Your goal: In full and without alteration, transcribe the listing.

--- --- ---

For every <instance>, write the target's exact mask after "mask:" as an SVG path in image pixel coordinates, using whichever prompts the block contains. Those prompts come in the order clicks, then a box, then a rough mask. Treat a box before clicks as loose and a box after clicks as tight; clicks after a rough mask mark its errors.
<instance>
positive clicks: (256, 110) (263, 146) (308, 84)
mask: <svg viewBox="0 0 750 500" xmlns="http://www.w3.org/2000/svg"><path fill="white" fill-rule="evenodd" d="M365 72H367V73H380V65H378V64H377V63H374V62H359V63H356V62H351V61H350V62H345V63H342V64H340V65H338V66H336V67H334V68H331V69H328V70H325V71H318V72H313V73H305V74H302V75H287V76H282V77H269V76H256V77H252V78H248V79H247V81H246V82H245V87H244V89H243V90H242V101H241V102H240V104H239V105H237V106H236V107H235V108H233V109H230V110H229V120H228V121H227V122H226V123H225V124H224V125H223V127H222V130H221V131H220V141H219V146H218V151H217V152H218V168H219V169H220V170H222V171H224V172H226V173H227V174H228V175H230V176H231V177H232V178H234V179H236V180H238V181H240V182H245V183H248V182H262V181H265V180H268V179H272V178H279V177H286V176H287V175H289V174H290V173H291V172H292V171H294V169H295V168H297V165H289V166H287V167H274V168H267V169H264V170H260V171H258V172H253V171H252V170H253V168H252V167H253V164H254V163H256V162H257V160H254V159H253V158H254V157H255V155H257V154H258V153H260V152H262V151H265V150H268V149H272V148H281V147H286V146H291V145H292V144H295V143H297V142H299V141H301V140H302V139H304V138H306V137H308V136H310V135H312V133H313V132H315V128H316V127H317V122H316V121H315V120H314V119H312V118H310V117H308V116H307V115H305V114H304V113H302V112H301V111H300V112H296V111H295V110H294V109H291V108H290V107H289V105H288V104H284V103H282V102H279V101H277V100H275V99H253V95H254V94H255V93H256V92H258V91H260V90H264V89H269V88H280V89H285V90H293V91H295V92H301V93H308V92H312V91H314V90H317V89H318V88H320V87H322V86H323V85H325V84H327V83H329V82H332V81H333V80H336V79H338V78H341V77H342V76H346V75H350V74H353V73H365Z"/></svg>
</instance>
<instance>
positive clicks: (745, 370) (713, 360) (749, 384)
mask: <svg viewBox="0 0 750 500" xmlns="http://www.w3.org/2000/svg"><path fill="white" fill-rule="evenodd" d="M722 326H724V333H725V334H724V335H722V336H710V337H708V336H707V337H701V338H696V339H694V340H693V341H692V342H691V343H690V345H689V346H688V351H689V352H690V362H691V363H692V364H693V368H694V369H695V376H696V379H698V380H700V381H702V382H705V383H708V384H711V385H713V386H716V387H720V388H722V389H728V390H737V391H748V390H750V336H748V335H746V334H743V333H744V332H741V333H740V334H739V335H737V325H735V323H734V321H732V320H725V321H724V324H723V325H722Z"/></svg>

--- --- ---

Solution below:
For every <instance>, write the target's exact mask after "mask:" as an SVG path in image pixel coordinates, using whichever prompts the block contains. Those prompts come in the order clicks, then a box, then a rough mask. Treat a box before clicks as loose and a box after clicks as tight; clicks after a rough mask mark its errors.
<instance>
positive clicks: (256, 110) (263, 146) (308, 84)
mask: <svg viewBox="0 0 750 500" xmlns="http://www.w3.org/2000/svg"><path fill="white" fill-rule="evenodd" d="M365 72H367V73H380V65H378V64H377V63H374V62H359V63H356V62H351V61H350V62H345V63H342V64H340V65H338V66H336V67H334V68H331V69H328V70H325V71H318V72H313V73H305V74H302V75H287V76H282V77H269V76H256V77H252V78H248V79H247V81H246V82H245V87H244V89H243V90H242V101H241V102H240V104H239V105H237V106H236V107H235V108H233V109H230V110H229V120H228V121H227V122H226V123H225V124H224V125H223V127H222V130H221V131H220V141H219V146H218V151H217V152H218V168H219V169H220V170H222V171H224V172H226V173H227V174H228V175H230V176H231V177H232V178H234V179H236V180H238V181H240V182H245V183H248V182H262V181H265V180H268V179H272V178H279V177H286V176H287V175H289V174H290V173H291V172H292V171H294V169H295V168H297V165H289V166H287V167H274V168H267V169H264V170H260V171H258V172H253V171H252V170H253V168H252V167H253V164H254V163H256V162H257V160H254V159H253V158H254V157H255V155H257V154H258V153H260V152H262V151H265V150H268V149H272V148H281V147H286V146H291V145H292V144H295V143H297V142H299V141H301V140H302V139H304V138H306V137H308V136H310V135H312V133H313V132H315V128H316V127H317V122H316V121H315V120H314V119H312V118H310V117H308V116H307V115H305V114H304V113H302V112H301V111H300V112H296V111H295V110H294V109H291V108H290V107H289V105H288V104H284V103H282V102H279V101H277V100H275V99H253V95H254V94H255V93H256V92H258V91H260V90H264V89H269V88H280V89H285V90H293V91H295V92H301V93H308V92H312V91H314V90H317V89H318V88H320V87H322V86H323V85H325V84H327V83H329V82H332V81H333V80H336V79H338V78H341V77H342V76H346V75H350V74H353V73H365Z"/></svg>
</instance>
<instance>
positive clicks: (745, 370) (713, 360) (749, 384)
mask: <svg viewBox="0 0 750 500" xmlns="http://www.w3.org/2000/svg"><path fill="white" fill-rule="evenodd" d="M722 326H724V333H725V334H724V335H722V336H710V337H708V336H707V337H701V338H696V339H694V340H693V341H692V342H691V343H690V345H689V346H688V351H689V352H690V362H691V363H692V364H693V368H694V369H695V376H696V379H698V380H700V381H702V382H705V383H708V384H711V385H713V386H716V387H720V388H722V389H728V390H737V391H748V390H750V336H748V335H746V334H743V333H744V332H741V333H740V334H739V335H737V325H735V323H734V321H732V320H725V321H724V324H723V325H722Z"/></svg>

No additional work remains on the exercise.